• **Exercise description**
Omit every picture, then give all the entries again exactly.

• **Given information**
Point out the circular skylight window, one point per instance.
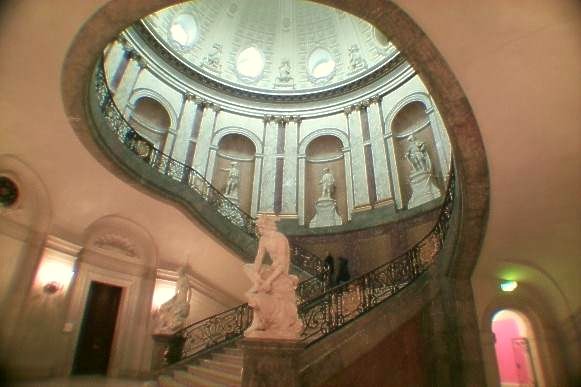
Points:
(183, 31)
(250, 63)
(320, 64)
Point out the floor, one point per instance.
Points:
(87, 381)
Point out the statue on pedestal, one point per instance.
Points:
(272, 295)
(326, 207)
(172, 315)
(421, 180)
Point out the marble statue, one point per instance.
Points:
(172, 315)
(232, 181)
(272, 295)
(422, 185)
(327, 183)
(418, 156)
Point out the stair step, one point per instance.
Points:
(189, 380)
(221, 366)
(168, 381)
(215, 376)
(228, 358)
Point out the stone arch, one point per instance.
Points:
(222, 132)
(303, 145)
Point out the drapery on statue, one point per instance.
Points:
(327, 183)
(272, 295)
(172, 315)
(418, 156)
(233, 180)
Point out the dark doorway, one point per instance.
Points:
(97, 330)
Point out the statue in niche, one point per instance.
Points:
(172, 315)
(213, 58)
(327, 183)
(272, 295)
(232, 181)
(284, 78)
(418, 156)
(356, 62)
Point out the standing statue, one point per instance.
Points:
(232, 181)
(272, 295)
(418, 156)
(172, 314)
(327, 183)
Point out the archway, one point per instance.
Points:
(516, 350)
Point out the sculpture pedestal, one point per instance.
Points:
(423, 189)
(271, 362)
(326, 214)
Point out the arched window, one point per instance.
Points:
(325, 152)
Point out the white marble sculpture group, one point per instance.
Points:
(272, 295)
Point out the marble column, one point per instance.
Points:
(130, 76)
(185, 129)
(392, 164)
(268, 177)
(358, 170)
(289, 185)
(382, 184)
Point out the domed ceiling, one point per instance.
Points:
(271, 46)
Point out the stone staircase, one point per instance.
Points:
(222, 367)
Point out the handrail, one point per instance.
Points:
(188, 176)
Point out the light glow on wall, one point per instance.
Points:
(163, 292)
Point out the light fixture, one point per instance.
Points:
(508, 285)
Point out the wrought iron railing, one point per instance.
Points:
(166, 165)
(343, 304)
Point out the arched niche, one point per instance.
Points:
(151, 120)
(412, 124)
(325, 151)
(238, 149)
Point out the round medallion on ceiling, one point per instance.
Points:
(250, 64)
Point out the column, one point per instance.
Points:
(289, 188)
(268, 177)
(392, 163)
(128, 81)
(185, 129)
(207, 123)
(382, 184)
(358, 170)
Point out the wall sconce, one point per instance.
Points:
(508, 285)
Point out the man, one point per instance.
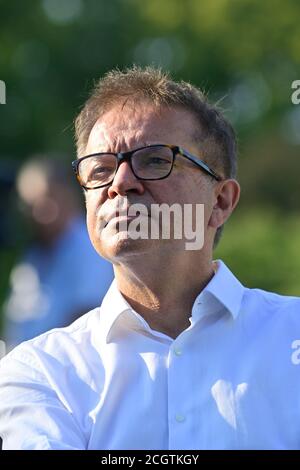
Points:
(60, 276)
(180, 355)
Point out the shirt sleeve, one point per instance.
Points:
(32, 417)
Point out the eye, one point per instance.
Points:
(155, 160)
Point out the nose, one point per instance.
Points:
(124, 182)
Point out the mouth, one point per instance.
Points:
(117, 219)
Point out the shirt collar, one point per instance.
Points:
(223, 291)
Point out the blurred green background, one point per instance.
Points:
(244, 53)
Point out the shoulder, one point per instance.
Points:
(265, 306)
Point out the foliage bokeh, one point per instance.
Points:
(245, 54)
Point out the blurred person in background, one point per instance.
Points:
(60, 275)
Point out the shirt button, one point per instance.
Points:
(177, 351)
(180, 418)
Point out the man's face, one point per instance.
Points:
(125, 128)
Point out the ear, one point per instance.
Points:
(227, 194)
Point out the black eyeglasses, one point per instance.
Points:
(154, 162)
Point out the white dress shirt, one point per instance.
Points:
(229, 381)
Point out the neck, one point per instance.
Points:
(164, 296)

• **Response below**
Point out the circular skylight window, one point per instance.
Points:
(183, 31)
(250, 63)
(320, 64)
Point out the floor, one point per instance.
Points:
(87, 381)
Point out the statue on pedestal, one point per instance.
Points:
(272, 295)
(326, 207)
(172, 315)
(421, 180)
Point out the marble statue, one point per instance.
Points:
(172, 315)
(232, 181)
(272, 295)
(422, 185)
(327, 183)
(418, 156)
Point out the stair step, one point per instance.
Points:
(189, 380)
(221, 366)
(168, 381)
(215, 376)
(228, 358)
Point out the stone arch, one point per instance.
Points:
(222, 132)
(303, 145)
Point out the drapery on statue, one point per instance.
Points:
(327, 183)
(272, 295)
(172, 315)
(418, 156)
(233, 180)
Point out the dark doorway, one point per instance.
Points:
(97, 330)
Point out the statue in niche, one point per instance.
Points:
(172, 315)
(213, 58)
(327, 183)
(272, 295)
(232, 181)
(284, 78)
(418, 156)
(356, 62)
Point out the standing statue, one point per instance.
Points:
(232, 181)
(272, 295)
(418, 156)
(172, 314)
(327, 183)
Point out the archway, one point per instance.
Points:
(516, 350)
Point out the sculpture pedestal, one point per instance.
Points:
(423, 189)
(271, 362)
(326, 214)
Point out the arched window, one point per instance.
Points:
(325, 152)
Point out the white marble sculpture group, one point per instance.
Points:
(272, 295)
Point out the marble column, one point per instance.
Points:
(130, 76)
(185, 129)
(392, 164)
(268, 177)
(358, 170)
(289, 185)
(382, 184)
Point out the domed ceiling, one point per instance.
Points:
(271, 46)
Point out the stone staircase, one point per instance.
Points:
(222, 367)
Point out the handrail, one point per instance.
Points:
(188, 176)
Point out the light glow on wall, one point per instance.
Points:
(163, 292)
Point out the light fixture, one point per instance.
Points:
(508, 285)
Point out the wrought iron railing, one point per instance.
Points:
(166, 165)
(343, 304)
Point out the arched niche, one point per instance.
Points:
(151, 120)
(412, 124)
(325, 151)
(238, 149)
Point out the round medallion on ceiling, one point per instance.
Points:
(250, 64)
Point out the column, one point per instance.
Points:
(289, 188)
(268, 177)
(392, 163)
(128, 81)
(185, 129)
(207, 123)
(382, 184)
(358, 170)
Point out the wall sconce, one point per instance.
Points:
(508, 285)
Point out the man, one point per instance.
Points:
(60, 276)
(180, 355)
Point out the shirt sleeve, one point per instance.
Points:
(32, 417)
Point out the eye, one point per instance.
Points:
(155, 160)
Point out the nose, one point per instance.
Points:
(124, 182)
Point out the mouth, one point per instance.
Points:
(117, 219)
Point out the shirt collar, one point per instance.
Points:
(223, 291)
Point out the blurred green background, one point per instance.
Points:
(244, 53)
Point out the shoulder, one point per instance.
Points:
(265, 306)
Point out the foliage bokeh, one point per instance.
Points:
(245, 54)
Point out the blurred person in background, one point per instance.
Points:
(60, 275)
Point out the shirt button, one point per instance.
Points:
(177, 351)
(180, 418)
Point out the man's face, one point per instance.
Points:
(125, 128)
Point out the ear, one point per instance.
Points:
(227, 194)
Point out the black eyeglasses, one point per instance.
Points:
(154, 162)
Point out the white dress shirt, one point per instance.
Points:
(229, 381)
Point out the neck, one point per instance.
Points:
(164, 296)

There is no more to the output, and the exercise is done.